:: What this task involves ::
Rewrite the data from the line containing "Tag the short" through the end of the data, keeping everything else as it is but raising every answer coordinate by 59, and leave out the pictures.

:: Extracted data ::
***

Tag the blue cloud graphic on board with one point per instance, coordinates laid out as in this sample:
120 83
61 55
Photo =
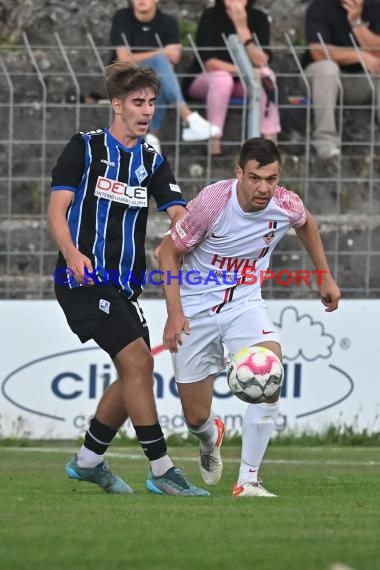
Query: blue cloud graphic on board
316 343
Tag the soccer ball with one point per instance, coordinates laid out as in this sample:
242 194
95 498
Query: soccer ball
255 375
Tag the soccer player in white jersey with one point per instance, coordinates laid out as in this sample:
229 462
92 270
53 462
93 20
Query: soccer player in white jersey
225 238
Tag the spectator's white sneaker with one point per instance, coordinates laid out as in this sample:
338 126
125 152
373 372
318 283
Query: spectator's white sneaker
153 141
251 489
210 463
199 129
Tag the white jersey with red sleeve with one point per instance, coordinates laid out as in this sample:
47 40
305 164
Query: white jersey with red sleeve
226 250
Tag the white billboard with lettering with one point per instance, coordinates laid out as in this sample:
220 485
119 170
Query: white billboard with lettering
50 383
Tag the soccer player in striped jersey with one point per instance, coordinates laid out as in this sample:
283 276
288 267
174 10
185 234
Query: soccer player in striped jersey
226 238
97 215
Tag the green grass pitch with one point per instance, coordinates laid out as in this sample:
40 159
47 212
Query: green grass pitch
327 511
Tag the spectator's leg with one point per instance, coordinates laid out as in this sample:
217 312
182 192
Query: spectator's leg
357 91
270 116
170 91
324 76
216 88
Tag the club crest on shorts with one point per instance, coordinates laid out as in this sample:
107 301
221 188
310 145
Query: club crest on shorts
104 306
268 237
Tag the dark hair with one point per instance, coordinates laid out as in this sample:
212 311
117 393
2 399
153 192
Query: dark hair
123 78
220 3
264 151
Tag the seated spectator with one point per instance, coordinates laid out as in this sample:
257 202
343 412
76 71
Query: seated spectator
335 22
221 82
152 40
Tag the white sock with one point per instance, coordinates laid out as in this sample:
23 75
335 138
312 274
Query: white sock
161 465
207 433
87 458
258 424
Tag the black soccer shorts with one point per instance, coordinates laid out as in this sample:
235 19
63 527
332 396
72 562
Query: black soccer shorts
104 314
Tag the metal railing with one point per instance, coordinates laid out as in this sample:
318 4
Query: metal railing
44 100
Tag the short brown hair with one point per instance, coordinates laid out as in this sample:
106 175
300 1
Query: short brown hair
123 78
264 151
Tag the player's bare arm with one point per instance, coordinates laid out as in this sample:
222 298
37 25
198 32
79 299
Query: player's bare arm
311 240
60 200
169 260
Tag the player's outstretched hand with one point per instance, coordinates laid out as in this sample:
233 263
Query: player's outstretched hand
176 325
330 294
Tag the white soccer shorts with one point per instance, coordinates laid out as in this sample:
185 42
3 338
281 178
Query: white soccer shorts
212 336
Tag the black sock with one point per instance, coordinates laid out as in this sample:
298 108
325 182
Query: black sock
98 437
152 441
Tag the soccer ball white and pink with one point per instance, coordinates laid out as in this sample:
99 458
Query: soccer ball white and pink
255 375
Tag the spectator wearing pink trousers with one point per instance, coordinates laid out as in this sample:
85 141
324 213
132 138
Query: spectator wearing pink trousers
221 82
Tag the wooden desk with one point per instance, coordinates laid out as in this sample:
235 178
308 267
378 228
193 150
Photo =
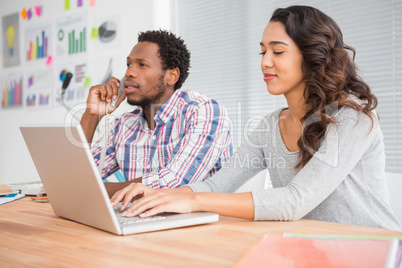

***

:: Response ::
Tag the short brown hair with one point per instance, coordinates laid out as in this sample:
106 175
300 1
Query: short brown hair
182 137
323 210
Tag the player's bare arm with one point per instance, coordinates laid out as in this sample:
222 298
37 25
198 32
79 299
Query: player's bare arm
370 299
119 259
228 319
Tag the player's outstretched hand with one point per instance, coordinates laid out as in this sample:
233 263
Query: player's outstretched hand
235 384
389 353
Tag the white soccer shorts with one point per instance, coordinates laid out as in this sample:
185 42
3 338
281 178
Query: white soccer shorts
271 395
Tag the black sock with one point per instance, coordinates laid out as in this sample:
298 108
325 182
Query: black sock
157 496
211 500
Tag the soccer ball white and pink with one point per instance, coordinates laid out as in this sample:
99 458
Query: soccer ball white and pink
314 434
Tag the spectator wearing pink trousers with one point per instance, coordinates laid out as in this sample:
85 141
324 213
132 138
Query: spectator wearing pink trousers
280 141
Tag the wooden desk with one point per instance, coordinates laid out as in this sample:
235 178
308 267
378 228
193 150
Photo =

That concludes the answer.